» WHAT THE EXERCISE ASKS
Continue the piece about the launch of Royal Society Open Science from the point where it stops.

» EXCERPT PROVIDED
****************
Royal Society Open Science (RSOS) will be the first in the Royal Society's family of journals that will publish research in all the sciences -- life sciences, physical sciences, mathematics, engineering and computer science. RSOS will publish all high quality work received without conventional restrictions on scope, length or impact that are commonly imposed by traditional journals. Additionally, RSOS will welcome research article submissions that may be difficult to publish elsewhere, for example, reports that include negative findings.

Furthermore, RSOS will be the Royal Society's first journal that leaves the reader to form her own assessments regarding the importance or potential impact of the published research, an unusual system known as "objective peer review". To ensure that all published papers that are scientifically sound, the editorial team is comprised solely of working scientists, and will rely upon the expertise of the society's approximately 1400 fellows, along with direct submissions and referrals from its sister journals -- a system known as cascading peer review, which is designed to increase efficiency and to speed the scientific publishing process.

RSOS will also:

  • offer the option to disclose identities of those who reviewed each paper, a transparent practice known as open peer review
  • ensure that all data appearing in published papers will be freely and publicly available on the internet
  • provide individual metrics for each paper and post-publication comments will be encouraged -- hey, just like individual blog essays!

"We are delighted to be publishing this exciting new journal", said Sir Paul Nurse, President of the Royal Society, in a press release.
****************
Natural-language object grounding data
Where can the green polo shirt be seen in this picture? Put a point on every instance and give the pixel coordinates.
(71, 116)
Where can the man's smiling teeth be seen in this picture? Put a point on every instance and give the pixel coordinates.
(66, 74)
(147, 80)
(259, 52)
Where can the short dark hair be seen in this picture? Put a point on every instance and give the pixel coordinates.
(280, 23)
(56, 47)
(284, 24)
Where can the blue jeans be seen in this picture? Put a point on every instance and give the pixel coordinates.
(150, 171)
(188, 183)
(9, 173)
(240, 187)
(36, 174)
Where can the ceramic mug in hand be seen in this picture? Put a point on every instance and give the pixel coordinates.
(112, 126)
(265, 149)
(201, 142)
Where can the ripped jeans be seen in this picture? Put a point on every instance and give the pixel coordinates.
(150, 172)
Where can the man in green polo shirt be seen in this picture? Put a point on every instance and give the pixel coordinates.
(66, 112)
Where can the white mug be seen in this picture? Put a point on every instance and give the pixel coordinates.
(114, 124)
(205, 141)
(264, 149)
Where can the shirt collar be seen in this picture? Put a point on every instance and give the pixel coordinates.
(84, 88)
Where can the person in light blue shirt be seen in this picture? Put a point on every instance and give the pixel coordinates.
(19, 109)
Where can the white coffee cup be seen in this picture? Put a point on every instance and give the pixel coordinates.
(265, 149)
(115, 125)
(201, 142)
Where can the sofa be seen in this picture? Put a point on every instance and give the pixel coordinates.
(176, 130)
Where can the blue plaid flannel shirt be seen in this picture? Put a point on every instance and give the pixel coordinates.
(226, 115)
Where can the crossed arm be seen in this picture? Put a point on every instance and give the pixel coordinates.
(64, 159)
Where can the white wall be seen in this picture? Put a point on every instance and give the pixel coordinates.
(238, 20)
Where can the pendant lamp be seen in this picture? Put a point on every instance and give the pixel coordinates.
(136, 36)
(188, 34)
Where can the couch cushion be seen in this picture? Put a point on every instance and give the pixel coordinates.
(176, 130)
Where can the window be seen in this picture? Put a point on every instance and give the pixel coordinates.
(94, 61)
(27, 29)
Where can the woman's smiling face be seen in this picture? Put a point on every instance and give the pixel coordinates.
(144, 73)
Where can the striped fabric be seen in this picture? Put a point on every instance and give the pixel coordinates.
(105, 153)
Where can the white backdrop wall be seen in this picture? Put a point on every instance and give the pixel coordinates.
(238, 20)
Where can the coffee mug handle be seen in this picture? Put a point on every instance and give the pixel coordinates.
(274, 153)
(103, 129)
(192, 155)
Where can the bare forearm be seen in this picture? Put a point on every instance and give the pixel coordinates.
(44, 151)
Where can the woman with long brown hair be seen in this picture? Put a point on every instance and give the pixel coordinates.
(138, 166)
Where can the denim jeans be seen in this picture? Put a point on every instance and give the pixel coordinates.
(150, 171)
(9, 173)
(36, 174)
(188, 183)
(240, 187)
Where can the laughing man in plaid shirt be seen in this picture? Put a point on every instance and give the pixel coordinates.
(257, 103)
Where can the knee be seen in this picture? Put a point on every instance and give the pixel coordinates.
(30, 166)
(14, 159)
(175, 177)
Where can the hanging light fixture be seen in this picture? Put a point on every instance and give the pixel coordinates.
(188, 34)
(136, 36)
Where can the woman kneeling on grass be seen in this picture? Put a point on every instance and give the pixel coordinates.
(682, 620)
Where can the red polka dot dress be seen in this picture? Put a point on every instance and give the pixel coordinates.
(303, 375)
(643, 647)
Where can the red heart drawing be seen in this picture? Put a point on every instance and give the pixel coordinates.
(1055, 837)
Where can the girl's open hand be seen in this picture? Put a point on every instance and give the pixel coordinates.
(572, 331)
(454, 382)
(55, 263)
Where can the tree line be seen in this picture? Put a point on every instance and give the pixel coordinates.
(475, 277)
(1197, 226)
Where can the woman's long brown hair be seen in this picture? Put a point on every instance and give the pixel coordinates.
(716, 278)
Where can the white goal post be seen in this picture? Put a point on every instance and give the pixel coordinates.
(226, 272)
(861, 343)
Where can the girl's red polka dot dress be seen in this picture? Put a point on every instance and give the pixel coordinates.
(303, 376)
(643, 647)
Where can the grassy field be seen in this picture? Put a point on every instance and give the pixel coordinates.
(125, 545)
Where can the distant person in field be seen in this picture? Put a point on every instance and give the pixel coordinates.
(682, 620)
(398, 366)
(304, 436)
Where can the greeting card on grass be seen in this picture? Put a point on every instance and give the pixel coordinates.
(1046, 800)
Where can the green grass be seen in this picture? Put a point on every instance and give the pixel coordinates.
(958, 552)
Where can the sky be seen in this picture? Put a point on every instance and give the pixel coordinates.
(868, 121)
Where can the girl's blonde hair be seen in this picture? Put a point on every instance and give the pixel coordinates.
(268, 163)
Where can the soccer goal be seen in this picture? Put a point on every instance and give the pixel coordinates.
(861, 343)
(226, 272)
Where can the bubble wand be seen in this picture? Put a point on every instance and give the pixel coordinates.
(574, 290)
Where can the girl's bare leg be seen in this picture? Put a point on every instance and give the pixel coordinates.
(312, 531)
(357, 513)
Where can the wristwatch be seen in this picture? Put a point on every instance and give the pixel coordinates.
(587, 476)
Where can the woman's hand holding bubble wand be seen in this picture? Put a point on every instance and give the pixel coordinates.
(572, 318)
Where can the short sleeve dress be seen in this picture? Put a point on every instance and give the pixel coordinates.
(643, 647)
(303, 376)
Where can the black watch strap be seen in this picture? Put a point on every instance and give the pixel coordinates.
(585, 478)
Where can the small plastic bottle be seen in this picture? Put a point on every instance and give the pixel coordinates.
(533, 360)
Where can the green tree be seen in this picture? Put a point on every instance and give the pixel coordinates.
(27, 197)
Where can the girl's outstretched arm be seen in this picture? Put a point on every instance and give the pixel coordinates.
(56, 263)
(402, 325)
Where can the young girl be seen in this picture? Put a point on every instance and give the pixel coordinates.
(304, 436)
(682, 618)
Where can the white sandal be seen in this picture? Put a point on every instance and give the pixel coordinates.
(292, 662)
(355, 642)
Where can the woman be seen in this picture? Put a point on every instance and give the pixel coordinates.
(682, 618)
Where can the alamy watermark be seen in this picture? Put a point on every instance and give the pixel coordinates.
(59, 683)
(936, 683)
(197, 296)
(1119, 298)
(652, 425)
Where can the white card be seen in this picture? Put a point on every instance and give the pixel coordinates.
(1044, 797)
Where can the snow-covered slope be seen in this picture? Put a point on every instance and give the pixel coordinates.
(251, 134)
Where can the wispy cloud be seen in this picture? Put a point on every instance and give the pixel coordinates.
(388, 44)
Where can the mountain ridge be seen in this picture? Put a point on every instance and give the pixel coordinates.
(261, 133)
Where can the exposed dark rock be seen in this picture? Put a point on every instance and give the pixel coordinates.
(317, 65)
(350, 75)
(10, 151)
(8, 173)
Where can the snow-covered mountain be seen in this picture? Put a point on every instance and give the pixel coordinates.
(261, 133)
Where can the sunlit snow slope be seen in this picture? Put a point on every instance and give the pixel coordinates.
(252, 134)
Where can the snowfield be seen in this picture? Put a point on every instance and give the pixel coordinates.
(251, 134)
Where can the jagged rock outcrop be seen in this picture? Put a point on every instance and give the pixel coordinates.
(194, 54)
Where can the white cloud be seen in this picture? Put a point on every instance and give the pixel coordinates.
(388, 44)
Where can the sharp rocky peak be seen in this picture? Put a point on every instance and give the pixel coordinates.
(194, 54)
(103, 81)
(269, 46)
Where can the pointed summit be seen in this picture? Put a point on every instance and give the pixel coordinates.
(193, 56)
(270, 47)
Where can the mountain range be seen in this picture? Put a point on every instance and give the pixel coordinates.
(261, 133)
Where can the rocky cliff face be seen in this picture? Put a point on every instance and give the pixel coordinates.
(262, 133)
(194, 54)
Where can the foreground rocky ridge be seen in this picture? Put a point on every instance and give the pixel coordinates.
****************
» ANSWER BOX
All articles published by RSOS will be open access. Unlike most journals, which charge exorbitant fees to purchase a single paper, open access (OA) journals make their published research articles freely accessible to the public. The OA movement, which first stirred in 1966, gained momentum as the internet developed and then exploded in 2006 (timeline). Even the American Society for the Advancement of Science (AAAS), which publishes one of the world's top-ranked journals, SCIENCE, recently announced plans to launch their own OA journal, Science Advances.

The OA movement has spawned several OA business models. The Royal Society has chosen to use the "gold" access model, where authors pay a fee to submit their work for peer review and then the journal archives the published papers, which are made freely available to the public.

"The publishing model is continually evolving and it's important that the Royal Society's own journal offerings do so too", said Sir Paul in a press release.

When it launches, RSOS will become the Royal Society's second gold access journal -- their first being Open Biology, which publishes original, high quality research in the fields of cell and molecular biology.

The Royal Society has influenced scientific publishing from its inception. The 350th anniversary of scientific publishing will be observed on 6 March 2015, which is when the Royal Society officially launched the world's first scientific journal, Philosophical Transactions.

"Philosophical Transactions was the first journal dedicated to scientific endeavour and introduced the concepts of scientific priority and peer review", said Sir Paul.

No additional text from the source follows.